What to do:
[1] For each statement below, say yes or no to whether it agrees with the passage on Roman tunnel surveying, and quote the words of the passage that decide it. (a) The surveyor measured his way up the mountain with a dioptra and leveling rods. (b) The aqueduct channel through the mountain was meant to run perfectly level. (c) A single team of workmen dug the tunnel from one side of the mountain.
[2] Write the next part of the passage on Roman tunnel surveying, picking up after its final sentence.

Passage:

+-------+

Charting the course of an aqueduct bridge across a valley was no difficulty for a Roman surveyor, and he marked a channel through a mountain using the same basic technique. Bring­ing the line of his proposed aqueduct right to the foot of the mountain and working continu­ously in the same vertical plane, he used his dioptra and several leveling rods to measure hori­zontal and vertical distances up the side of the mountain to the top in just the same way as he had done in making his initial survey. Again, the theory was that of vertical right-angle triangles. From the top of the mountain he then moved down the other side, following the same proce­dure until he had reached a point directly opposite his starting point on the first side of the moun­tain. Now he knew both the height of the moun­tain and the length of a horizontal line drawn through its base and corresponding to a horizon­tal line for the aqueduct channel. However, the channel would have to have a gradient. By ad­justing his paperwork to show this gradient, the librator then calculated how much farther down the far slope of the mountain he should set his marker to indicate the proposed tunnel opening. Now it would be possible for two teams of work­men to begin tunneling, one on each side of the mountain.

+-------+

Items from a data source:
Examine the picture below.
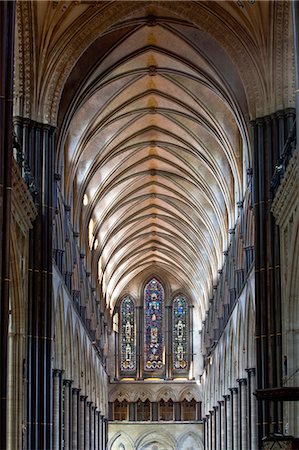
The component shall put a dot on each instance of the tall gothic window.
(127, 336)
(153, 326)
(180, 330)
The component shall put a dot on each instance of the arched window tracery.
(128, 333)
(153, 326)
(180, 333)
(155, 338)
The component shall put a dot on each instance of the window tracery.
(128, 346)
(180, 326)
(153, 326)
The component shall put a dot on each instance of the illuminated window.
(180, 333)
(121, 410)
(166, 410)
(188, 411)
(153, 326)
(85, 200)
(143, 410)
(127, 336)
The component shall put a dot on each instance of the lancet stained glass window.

+-------+

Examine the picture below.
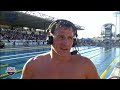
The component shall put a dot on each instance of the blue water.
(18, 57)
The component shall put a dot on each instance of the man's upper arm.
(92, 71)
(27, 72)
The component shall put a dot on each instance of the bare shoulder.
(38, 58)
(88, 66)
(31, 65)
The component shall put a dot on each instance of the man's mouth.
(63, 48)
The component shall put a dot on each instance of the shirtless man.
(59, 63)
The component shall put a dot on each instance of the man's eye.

+-------+

Written responses:
[1]
(a) Yes: "he used his dioptra and several leveling rods"
(b) No: "However, the channel would have to have a gradient."
(c) No: "one on each side of the mountain"

[2]
Once such surveying problems had been worked out and the proposed aqueduct line marked by posts, there was no further need for the professional librator. He was free to move’ on to other obligations. It was now time for actual construction work to begin and any additional surveying requirements would be of such a nature that they involved only verifying adherence to the details defined by the librator. Less highly trained personnel could handle this by referring to the librator’s records.

At this juncture the Contractors would have their Work crews already organized. Wherever possible these men were drawn from local com­munities along the route of the aqueduct. Even the smallest village could supply ordinary la­borers and in addition there would be a certain amount of slave labor involved—private slaves belonging to the contractors or slaves owned by government departments. Towns of moderate size could also offer a certain number of more specialized workers skilled in various aspects of heavier construction work. Supervisors, of course, would come from the headquarters of the contractor, who would be most interested in seeing that the project was successfully com­pleted.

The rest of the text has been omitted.